# Extracted records:
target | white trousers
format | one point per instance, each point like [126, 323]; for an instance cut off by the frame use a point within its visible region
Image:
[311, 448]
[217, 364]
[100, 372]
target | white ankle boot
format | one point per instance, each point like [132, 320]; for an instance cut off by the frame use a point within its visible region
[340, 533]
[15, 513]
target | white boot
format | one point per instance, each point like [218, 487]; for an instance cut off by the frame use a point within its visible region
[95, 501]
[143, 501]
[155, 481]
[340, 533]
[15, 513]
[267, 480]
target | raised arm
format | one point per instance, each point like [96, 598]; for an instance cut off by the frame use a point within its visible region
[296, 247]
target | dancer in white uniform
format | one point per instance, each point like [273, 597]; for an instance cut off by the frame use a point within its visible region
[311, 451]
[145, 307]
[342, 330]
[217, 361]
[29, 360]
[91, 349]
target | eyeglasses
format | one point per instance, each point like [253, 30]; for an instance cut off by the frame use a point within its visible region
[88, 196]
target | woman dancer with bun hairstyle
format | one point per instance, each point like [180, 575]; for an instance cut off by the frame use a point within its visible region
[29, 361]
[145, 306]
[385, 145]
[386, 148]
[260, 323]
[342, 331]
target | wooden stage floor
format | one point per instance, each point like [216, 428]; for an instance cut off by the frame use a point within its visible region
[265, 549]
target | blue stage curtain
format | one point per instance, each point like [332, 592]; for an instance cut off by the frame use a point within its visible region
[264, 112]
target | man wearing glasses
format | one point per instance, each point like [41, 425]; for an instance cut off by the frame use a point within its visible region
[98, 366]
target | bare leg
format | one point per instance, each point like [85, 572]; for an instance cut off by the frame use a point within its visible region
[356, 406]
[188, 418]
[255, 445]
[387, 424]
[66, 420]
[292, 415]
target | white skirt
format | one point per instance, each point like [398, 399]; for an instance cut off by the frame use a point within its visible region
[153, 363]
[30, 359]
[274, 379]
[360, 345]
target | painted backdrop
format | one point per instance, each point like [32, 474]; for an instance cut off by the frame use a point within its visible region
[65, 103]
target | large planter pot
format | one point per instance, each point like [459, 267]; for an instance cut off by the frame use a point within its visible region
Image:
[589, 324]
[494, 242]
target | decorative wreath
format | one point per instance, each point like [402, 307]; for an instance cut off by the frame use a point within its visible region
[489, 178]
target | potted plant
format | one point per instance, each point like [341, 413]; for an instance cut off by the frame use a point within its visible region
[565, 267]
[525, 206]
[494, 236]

# Required action:
With the material above as the source, restate each line word for word.

# Result for this exercise:
target | white trousers
format | one point per instance, each point like [126, 323]; for an instance cut off by the frame use a point within its visible region
Image:
[311, 448]
[217, 364]
[100, 372]
target | white ankle boot
format | one point per instance, each point like [132, 320]; for an instance cut off by the frame use a point within its visible region
[340, 533]
[15, 513]
target | white boot
format | one point per instance, each point like [218, 487]; for an instance cut off by the frame use a point within its visible region
[95, 501]
[143, 501]
[155, 481]
[340, 533]
[15, 513]
[267, 480]
target | raised arm
format | one point per instance, each point like [96, 598]; for an instance cut off by the frame use a point within its visible region
[296, 247]
target | dancer in white uniform
format | one point per instance, each point like [273, 597]; for an instance cut off by the frame use a point within its visible region
[311, 451]
[145, 307]
[342, 330]
[217, 361]
[29, 360]
[91, 349]
target | eyeglasses
format | one point per instance, each point like [253, 30]; for an instance cut off by the frame use a point within its visible region
[88, 196]
target | woman dancer with bun hairstyle
format | one point per instance, each point like [180, 575]; for an instance cut off by the frame use a point within its visible region
[29, 361]
[145, 306]
[385, 145]
[386, 148]
[260, 323]
[342, 331]
target | wooden stage floor
format | one point per instance, each point like [216, 428]; for an instance cut off by the frame use a point within its visible region
[265, 549]
target | blue stage curtain
format | one point per instance, each point like [332, 592]; for an instance cut off by the frame use a point within its visible region
[264, 112]
target | man wearing glasses
format | one point per instance, each point like [41, 425]; for an instance cut off by the frame use a point within its visible region
[98, 366]
target | bare leg
format | one point per instance, each point like [85, 572]; for an instance cut off by the frame use a point within its visible region
[356, 406]
[188, 418]
[255, 445]
[387, 424]
[66, 420]
[292, 415]
target | white skirt
format | one point per instance, each point like [398, 399]; for an instance cut off by the frame use a point within its visible region
[153, 363]
[30, 359]
[274, 379]
[360, 345]
target | painted backdrop
format | one point per instance, each point like [32, 474]; for an instance cut off by the frame use a point within its visible region
[65, 103]
target | large planter pot
format | one point per instance, each point like [459, 267]; for an instance cut off by the frame use a point within its visible region
Image:
[589, 324]
[494, 242]
target | decorative wreath
format | one point per instance, each point like [402, 307]; for an instance cut off by the frame use a point within its visible region
[489, 178]
target | potted plant
format | one point per instance, each point like [341, 413]; for an instance cut off by the frame use a point within its visible region
[565, 267]
[525, 206]
[494, 236]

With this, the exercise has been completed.